§ EXERCISE PASSAGE:

***

= Hyperosmolar syndrome =

Very high blood glucose concentration

Hyperosmolar syndrome or diabetic hyperosmolar syndrome is a medical emergency caused by a very high blood glucose level.

The prefix "hyper-" means high, and "osmolarity" is a measure of the concentration of active particles in a solution, so the name of the syndrome simply refers to the high concentration of glucose in the blood.

==Signs & symptoms==
Hyperosmolar syndrome may take a long duration (days to weeks) to develop. However, certain signs and symptoms may indicate that such a condition is developing. Some of the signs include the following:

1. Excessive thirst despite frequently taking water or other liquids
2. Continued high level of blood sugar
3. Dry mouth
4. Increased urination
5. Rapid pulse
6. Shortness of breath with exertion
7. Skin becomes warm and dry with no sweating
8. Sleepiness and/or a condition of confusion

==Diagnosis==
Early diagnosis for (diabetic) hyperosmolar syndrome is crucial. Doctors or trained medical practitioners will perform both mental and physical exams, and may ask those present about the patient's medical history. Physical tests will likely include the collection of blood and urine samples to measure blood sugar levels as well as the functioning of the kidneys. These tests will also indicate whether there is an infection. The blood tests allow for the detection of different solutes in the plasma, as well as the glucose levels. Moreover, further laboratory tests will measure ketone levels as an indication of ketosis. A high ketone count found in the urine samples means that the body is sourcing its energy through the burning of fat at a fast rate, turning fatty acids into ketones. High blood sugar levels may cause a decrease in sodium levels, which is another potential indicator of hyperosmolar syndrome.

==Treatment ==
Emergency treatment can come into effect within hours in case of diabetic hyperosmolar syndrome. Treatment involves intravenous fluids to replenish hydration-reducing plasma, intravenous insulin to lower blood sugar levels, and intravenous potassium and sodium to replace the lost electrolytes which are essential for cell function, as insulin will force some electrolytes into the cell. Any underlying conditions (e.g. kidney disease) will also be treated in order to prevent further occurrences. Following the administration of intravenous insulin, dextrose should be added once glucose levels reach the 250–300 mg/dL target level. It is important to prevent a rapid reduction in osmolality so as to avoid cerebral edema. Dependent on serum potassium levels, a potassium replacement should be administered if sodium levels are maintained.

***

§ RECORD SET:

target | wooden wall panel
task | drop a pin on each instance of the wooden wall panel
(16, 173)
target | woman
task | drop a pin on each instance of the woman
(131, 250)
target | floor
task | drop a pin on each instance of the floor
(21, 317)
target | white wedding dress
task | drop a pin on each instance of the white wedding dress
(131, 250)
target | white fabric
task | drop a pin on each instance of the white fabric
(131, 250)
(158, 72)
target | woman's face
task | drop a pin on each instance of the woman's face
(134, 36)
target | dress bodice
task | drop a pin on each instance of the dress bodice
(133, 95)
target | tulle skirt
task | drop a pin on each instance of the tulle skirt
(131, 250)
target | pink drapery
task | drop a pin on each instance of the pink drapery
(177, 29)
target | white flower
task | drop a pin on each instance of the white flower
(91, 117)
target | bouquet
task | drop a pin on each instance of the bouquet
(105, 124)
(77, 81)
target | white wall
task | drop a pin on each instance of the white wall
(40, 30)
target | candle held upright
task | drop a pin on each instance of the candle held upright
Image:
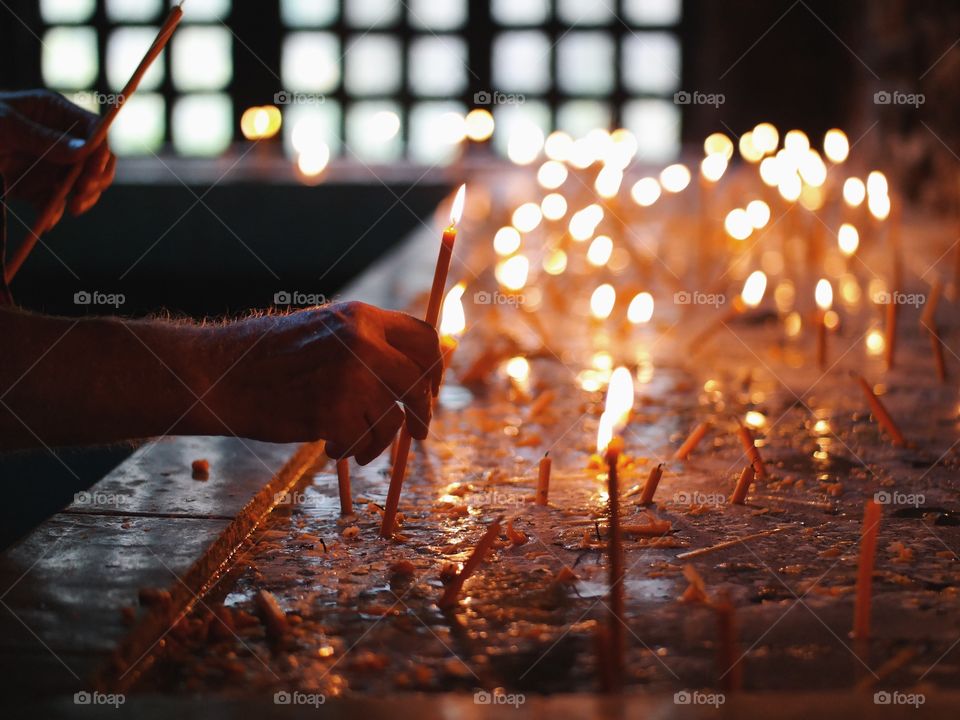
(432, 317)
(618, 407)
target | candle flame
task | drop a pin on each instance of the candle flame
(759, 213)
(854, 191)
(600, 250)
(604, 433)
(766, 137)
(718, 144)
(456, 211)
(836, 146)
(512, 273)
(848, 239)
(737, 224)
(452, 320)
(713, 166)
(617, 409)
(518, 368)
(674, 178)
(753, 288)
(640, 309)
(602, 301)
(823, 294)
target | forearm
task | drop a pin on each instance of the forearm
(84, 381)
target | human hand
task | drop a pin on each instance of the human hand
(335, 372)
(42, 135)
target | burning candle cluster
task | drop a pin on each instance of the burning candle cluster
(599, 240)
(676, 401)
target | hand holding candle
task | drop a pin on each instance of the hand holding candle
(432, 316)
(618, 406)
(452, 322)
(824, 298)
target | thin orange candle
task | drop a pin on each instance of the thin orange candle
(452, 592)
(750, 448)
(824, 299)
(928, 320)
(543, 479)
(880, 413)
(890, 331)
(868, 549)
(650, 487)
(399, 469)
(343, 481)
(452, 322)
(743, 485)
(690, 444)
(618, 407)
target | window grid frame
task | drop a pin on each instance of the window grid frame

***

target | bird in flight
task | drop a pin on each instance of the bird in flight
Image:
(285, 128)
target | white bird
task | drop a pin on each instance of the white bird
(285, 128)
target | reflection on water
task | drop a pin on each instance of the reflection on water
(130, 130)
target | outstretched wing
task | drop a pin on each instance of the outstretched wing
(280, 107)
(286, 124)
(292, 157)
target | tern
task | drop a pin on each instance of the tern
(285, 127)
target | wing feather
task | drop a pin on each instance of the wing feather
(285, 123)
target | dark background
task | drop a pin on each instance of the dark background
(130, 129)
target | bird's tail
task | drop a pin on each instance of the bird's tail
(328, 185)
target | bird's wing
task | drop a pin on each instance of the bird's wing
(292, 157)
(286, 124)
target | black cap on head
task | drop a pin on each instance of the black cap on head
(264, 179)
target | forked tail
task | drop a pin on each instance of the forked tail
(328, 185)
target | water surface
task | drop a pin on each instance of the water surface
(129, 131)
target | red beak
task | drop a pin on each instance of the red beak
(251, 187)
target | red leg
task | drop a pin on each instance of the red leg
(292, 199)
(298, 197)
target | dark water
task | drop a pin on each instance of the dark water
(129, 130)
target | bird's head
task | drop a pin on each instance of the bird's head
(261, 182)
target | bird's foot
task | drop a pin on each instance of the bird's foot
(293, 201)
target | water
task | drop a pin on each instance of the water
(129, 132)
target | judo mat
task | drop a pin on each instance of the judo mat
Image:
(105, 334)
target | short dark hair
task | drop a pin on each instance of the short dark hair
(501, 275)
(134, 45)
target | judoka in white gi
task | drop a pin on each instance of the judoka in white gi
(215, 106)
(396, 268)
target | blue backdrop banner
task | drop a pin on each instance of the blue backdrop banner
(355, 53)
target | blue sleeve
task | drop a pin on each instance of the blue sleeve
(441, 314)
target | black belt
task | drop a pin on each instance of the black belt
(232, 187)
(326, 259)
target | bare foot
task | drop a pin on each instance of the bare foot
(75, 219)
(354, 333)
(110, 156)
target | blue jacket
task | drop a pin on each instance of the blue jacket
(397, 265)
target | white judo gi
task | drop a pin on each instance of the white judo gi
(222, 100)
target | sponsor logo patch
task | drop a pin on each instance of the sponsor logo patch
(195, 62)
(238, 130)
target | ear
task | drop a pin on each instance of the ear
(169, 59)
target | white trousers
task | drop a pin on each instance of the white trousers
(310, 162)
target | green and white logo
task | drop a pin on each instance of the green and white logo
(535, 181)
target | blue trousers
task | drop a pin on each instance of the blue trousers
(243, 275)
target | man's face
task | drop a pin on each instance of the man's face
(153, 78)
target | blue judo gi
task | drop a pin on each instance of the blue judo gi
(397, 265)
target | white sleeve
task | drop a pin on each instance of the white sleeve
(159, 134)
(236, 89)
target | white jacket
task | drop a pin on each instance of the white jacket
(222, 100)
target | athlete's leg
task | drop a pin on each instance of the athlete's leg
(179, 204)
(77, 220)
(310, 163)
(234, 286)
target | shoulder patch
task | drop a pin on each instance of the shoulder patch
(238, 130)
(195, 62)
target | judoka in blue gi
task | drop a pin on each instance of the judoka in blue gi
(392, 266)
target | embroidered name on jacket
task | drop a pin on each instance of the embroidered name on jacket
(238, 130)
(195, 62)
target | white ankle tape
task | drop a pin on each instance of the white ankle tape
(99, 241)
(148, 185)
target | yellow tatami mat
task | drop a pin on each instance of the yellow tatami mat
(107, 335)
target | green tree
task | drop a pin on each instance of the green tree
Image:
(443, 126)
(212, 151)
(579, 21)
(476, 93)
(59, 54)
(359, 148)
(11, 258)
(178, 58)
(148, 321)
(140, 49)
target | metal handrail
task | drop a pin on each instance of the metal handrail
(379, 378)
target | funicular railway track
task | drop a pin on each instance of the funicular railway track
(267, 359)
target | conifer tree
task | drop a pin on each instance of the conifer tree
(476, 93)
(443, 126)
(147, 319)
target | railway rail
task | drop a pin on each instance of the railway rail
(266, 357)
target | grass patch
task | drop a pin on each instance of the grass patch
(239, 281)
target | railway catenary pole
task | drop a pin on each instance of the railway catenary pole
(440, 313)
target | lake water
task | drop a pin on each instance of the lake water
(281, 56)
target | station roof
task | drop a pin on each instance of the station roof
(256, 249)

***

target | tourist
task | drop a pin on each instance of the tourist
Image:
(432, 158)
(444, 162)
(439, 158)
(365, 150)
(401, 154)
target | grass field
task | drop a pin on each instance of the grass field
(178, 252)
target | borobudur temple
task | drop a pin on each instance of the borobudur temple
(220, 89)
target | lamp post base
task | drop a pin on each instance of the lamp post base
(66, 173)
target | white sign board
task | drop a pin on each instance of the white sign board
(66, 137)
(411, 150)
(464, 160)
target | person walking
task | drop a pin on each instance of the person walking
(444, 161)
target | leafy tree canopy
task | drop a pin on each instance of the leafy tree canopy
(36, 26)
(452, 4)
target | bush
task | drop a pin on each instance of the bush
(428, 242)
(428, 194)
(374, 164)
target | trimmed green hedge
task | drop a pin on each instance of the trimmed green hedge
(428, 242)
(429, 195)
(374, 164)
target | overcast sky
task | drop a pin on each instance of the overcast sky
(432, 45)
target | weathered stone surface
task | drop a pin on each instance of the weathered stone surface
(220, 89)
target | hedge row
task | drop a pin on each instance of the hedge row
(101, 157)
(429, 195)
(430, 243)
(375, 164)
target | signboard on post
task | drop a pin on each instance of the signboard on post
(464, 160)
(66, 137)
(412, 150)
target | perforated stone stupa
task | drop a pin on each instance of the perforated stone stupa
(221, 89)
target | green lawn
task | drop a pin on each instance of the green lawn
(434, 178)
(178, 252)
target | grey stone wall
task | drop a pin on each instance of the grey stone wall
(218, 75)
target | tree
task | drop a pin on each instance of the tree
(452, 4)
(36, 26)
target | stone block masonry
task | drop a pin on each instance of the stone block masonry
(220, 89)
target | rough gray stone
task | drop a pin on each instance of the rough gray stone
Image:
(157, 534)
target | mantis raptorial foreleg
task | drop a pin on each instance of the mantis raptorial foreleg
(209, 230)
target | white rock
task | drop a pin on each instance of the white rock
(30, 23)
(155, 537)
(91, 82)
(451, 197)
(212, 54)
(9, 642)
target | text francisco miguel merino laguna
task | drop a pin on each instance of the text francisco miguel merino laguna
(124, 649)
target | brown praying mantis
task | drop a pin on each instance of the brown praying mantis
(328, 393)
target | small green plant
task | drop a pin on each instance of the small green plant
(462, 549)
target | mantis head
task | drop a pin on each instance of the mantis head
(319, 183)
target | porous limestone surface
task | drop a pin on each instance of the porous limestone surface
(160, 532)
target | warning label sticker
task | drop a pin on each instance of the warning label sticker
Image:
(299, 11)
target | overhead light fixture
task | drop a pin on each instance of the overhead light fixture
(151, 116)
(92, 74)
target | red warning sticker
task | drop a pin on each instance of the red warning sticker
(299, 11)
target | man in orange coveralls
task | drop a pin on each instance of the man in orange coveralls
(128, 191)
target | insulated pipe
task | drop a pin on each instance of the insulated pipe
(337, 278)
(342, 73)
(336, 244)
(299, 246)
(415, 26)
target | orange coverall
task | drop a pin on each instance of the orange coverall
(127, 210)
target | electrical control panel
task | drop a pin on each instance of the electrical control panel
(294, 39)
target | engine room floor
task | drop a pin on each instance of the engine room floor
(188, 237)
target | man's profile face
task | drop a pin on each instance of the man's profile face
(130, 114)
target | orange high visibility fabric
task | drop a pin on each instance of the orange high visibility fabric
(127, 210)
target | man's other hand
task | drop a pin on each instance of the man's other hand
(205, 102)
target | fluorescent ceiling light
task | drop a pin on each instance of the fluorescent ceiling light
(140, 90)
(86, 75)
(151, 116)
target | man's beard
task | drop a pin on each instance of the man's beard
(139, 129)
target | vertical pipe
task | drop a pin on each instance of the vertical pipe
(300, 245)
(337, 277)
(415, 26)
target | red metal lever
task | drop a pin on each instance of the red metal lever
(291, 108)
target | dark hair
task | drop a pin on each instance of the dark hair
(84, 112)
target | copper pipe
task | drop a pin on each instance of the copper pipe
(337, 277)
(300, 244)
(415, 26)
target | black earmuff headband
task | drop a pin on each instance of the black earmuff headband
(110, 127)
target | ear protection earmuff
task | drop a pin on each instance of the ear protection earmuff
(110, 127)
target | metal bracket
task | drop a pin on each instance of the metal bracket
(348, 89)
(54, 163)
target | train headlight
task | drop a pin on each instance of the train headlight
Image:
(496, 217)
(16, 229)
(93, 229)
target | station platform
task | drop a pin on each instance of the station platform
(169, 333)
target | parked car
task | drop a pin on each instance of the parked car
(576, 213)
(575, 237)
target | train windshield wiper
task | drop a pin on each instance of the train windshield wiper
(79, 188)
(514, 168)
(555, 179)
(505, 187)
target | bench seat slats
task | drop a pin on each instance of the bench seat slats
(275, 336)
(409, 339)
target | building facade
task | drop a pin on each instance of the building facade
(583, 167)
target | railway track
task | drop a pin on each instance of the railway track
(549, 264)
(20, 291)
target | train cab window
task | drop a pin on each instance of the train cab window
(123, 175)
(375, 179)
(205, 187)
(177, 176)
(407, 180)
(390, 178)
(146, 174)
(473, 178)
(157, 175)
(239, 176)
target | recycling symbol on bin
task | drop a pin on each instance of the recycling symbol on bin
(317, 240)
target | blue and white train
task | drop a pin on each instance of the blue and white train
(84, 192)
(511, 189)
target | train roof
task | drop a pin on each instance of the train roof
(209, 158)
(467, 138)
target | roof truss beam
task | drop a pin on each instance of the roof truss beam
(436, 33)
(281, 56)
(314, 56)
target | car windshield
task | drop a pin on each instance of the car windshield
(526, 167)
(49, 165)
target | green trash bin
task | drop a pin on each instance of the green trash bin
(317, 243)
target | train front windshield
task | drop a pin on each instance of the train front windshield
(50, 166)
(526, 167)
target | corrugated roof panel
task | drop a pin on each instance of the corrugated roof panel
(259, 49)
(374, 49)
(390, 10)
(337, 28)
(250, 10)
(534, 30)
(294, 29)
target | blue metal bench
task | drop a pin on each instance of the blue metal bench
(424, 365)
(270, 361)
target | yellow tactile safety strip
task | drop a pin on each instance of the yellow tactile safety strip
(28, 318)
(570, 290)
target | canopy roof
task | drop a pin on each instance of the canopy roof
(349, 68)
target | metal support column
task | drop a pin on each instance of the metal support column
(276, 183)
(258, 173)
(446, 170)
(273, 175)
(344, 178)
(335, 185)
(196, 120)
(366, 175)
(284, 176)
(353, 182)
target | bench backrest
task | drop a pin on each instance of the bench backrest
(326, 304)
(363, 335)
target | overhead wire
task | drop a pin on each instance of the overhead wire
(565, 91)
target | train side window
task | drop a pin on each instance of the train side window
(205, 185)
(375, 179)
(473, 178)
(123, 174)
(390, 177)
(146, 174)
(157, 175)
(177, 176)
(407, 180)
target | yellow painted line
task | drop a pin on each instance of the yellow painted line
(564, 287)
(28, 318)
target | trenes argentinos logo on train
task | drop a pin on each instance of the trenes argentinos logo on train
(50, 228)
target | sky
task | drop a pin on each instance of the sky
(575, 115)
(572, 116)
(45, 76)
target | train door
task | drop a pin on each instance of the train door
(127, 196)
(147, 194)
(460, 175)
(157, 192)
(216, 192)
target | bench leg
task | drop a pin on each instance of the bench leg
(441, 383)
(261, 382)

***

§ TASK INSTRUCTIONS:
• A. In the hyperosmolar syndrome article, why does treatment include intravenous potassium and sodium?
• B. Reproduce the part of the hyperosmolar syndrome article starting at "Very high blood glucose concentration" and ending at "in the blood.", renaming "glucose" to "sugar" throughout.

§ ANSWERS BELOW:
• A. They replace lost electrolytes, which are essential for cell function, because the intravenous insulin used to lower blood sugar forces some electrolytes into the cell.

• B.
Very high blood sugar concentration

Hyperosmolar syndrome or diabetic hyperosmolar syndrome is a medical emergency caused by a very high blood sugar level.

The prefix "hyper-" means high, and "osmolarity" is a measure of the concentration of active particles in a solution, so the name of the syndrome simply refers to the high concentration of sugar in the blood.